**Reading text**
*** Block opens ***

SH 2 passes through this CD Block.

There are Karea Kadambagachhi railway station, Bahira Kalibari railway station, Sondalia railway station and Beliaghata Road railway station on the Barasat-Hasnabad line.

==Education==
In 2010–11, Barasat II CD Block had 76 primary schools with 10,922 students, 2 middle schools with 189 students, 4 high schools with 4,578 students and 7 higher secondary schools with 13,465 students. Barasat II CD Block had 287 institutions for special and non-formal education with 12,901 students.

As per the 2011 census, in Barasat II CD Block, amongst the 76 inhabited villages, 2 villages did not have a school, 36 villages had more than 1 primary school, 29 villages had at least 1 primary and 1 middle school and 14 villages had at least 1 middle and 1 secondary school.

*** Block closes ***

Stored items
*** Block opens ***

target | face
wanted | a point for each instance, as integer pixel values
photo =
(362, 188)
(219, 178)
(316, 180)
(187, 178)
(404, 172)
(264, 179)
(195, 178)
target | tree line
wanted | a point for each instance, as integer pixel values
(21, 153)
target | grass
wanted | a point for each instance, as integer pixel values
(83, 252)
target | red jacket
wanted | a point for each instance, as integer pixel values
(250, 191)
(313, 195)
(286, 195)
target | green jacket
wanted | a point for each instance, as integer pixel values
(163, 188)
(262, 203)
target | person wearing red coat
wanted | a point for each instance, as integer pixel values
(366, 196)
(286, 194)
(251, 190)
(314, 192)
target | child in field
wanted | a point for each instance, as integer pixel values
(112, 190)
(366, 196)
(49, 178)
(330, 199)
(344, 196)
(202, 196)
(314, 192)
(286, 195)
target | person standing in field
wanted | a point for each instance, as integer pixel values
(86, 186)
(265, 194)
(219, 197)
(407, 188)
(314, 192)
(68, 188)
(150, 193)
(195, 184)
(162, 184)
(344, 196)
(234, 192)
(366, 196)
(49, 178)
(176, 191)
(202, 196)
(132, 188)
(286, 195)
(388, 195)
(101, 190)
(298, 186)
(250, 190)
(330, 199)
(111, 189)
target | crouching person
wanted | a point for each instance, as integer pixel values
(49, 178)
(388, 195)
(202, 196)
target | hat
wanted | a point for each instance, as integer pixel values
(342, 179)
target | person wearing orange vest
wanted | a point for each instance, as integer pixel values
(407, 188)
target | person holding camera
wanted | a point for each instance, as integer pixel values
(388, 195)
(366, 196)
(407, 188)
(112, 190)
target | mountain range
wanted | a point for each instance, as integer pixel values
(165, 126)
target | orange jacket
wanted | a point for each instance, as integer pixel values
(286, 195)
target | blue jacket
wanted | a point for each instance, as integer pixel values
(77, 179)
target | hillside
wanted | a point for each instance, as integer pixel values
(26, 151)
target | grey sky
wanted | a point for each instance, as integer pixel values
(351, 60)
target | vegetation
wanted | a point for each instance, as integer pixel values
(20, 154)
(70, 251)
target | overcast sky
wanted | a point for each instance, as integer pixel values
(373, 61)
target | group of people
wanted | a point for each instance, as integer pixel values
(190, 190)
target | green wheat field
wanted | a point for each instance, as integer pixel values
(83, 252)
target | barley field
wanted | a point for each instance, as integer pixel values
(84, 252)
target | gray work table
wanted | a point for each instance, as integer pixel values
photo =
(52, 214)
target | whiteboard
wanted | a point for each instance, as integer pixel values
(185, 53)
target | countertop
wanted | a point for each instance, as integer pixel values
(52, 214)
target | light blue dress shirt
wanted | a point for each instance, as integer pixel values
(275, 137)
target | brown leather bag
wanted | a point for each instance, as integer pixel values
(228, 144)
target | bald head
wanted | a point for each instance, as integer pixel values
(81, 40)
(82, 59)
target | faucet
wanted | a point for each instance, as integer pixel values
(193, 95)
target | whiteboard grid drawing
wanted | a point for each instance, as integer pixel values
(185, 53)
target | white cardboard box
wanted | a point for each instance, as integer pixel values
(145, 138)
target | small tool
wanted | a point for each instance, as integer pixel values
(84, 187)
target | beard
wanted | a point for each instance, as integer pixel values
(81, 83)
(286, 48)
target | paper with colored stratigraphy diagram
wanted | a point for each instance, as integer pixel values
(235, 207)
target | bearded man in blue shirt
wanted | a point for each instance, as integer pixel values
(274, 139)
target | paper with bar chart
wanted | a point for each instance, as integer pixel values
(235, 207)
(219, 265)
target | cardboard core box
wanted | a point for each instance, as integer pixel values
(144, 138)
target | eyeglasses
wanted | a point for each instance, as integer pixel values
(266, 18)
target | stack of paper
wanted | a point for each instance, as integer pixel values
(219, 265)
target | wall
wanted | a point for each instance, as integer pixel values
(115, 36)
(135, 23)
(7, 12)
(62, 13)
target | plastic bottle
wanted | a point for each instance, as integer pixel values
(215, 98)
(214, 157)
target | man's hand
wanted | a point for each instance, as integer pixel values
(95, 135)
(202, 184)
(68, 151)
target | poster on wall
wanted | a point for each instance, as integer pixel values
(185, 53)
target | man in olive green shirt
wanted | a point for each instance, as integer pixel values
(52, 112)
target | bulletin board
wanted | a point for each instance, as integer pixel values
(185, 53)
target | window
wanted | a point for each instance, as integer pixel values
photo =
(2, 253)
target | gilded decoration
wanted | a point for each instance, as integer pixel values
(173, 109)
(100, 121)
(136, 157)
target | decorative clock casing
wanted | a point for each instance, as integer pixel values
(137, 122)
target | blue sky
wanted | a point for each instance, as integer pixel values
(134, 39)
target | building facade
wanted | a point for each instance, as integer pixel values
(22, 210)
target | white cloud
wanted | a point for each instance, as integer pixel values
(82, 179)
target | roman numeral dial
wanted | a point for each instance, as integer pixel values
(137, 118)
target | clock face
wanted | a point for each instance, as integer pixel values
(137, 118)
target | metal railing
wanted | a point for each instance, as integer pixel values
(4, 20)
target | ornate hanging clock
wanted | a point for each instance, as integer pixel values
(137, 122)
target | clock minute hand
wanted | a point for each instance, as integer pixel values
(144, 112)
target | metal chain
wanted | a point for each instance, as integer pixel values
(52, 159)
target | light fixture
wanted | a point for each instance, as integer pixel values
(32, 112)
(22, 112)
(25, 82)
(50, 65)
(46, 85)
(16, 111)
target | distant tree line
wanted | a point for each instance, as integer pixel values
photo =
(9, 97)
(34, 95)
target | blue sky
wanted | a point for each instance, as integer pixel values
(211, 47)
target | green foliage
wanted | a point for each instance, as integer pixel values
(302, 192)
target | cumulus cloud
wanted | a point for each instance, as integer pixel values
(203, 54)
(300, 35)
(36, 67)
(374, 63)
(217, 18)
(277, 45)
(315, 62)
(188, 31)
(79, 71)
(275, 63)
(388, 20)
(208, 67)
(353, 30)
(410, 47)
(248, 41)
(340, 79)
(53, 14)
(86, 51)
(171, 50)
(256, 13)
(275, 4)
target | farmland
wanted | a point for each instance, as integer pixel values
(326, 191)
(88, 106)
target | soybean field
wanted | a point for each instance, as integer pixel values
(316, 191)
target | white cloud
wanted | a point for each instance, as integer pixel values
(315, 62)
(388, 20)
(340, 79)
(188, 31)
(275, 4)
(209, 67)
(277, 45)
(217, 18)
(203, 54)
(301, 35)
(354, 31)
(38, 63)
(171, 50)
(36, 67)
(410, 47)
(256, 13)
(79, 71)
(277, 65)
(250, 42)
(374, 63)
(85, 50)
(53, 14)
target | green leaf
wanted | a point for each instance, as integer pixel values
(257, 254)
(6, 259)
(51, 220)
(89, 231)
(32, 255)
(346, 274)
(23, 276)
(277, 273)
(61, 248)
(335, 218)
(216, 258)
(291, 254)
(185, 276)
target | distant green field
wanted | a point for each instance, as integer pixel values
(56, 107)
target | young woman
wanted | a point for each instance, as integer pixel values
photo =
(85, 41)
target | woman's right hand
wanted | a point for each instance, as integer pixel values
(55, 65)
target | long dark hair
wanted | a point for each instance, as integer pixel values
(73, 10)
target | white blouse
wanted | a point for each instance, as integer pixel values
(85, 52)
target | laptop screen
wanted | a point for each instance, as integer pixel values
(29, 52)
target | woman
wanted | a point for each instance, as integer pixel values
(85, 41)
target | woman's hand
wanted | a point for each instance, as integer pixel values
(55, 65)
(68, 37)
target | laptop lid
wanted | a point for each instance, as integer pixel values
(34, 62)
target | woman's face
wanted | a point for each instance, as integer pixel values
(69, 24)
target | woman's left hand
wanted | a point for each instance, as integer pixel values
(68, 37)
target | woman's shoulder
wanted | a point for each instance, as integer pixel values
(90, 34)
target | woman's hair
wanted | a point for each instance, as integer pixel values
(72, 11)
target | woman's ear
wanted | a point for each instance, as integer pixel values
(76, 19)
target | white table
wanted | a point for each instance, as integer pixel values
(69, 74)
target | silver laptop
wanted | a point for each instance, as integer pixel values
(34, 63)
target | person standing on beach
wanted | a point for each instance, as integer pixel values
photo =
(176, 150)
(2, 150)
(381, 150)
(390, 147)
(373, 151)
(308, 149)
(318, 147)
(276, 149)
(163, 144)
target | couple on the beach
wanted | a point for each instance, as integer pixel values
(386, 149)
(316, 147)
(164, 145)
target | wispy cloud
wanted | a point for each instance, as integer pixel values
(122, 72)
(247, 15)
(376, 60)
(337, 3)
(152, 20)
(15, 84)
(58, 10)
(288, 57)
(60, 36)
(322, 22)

*** Block closes ***

**Requirement A**
According to the text on Barasat II CD Block, how many higher secondary schools did the block have in 2010–11?
**Requirement B**
Write a continuation of the text on Barasat II CD Block, starting after its final sentence.

**Response A**
Seven higher secondary schools, with 13,465 students.

**Response B**
==Healthcare==
In 2011, Barasat II CD Block had 1 rural hospital and 2 primary health centres, with total 42 beds and 7 doctors (excluding private bodies). It had 32 family welfare subcentres. 1,763 patients were treated indoors and 88,770 patients were treated outdoor in the hospitals, health centres and subcentres of the CD Block.

Madhyamgram Rural Hospital at Madhyamgram with 30 beds functions as the main medical facility in Barasat II CD Block. There are primary health centres at Shasan (Mitpukuria PHC with 10 beds) and Kiritipur (Bagband Siberia (Kemia Kamarpara) PHC with 6 beds).

Barasat II block is one of the areas where ground water is affected by arsenic contamination.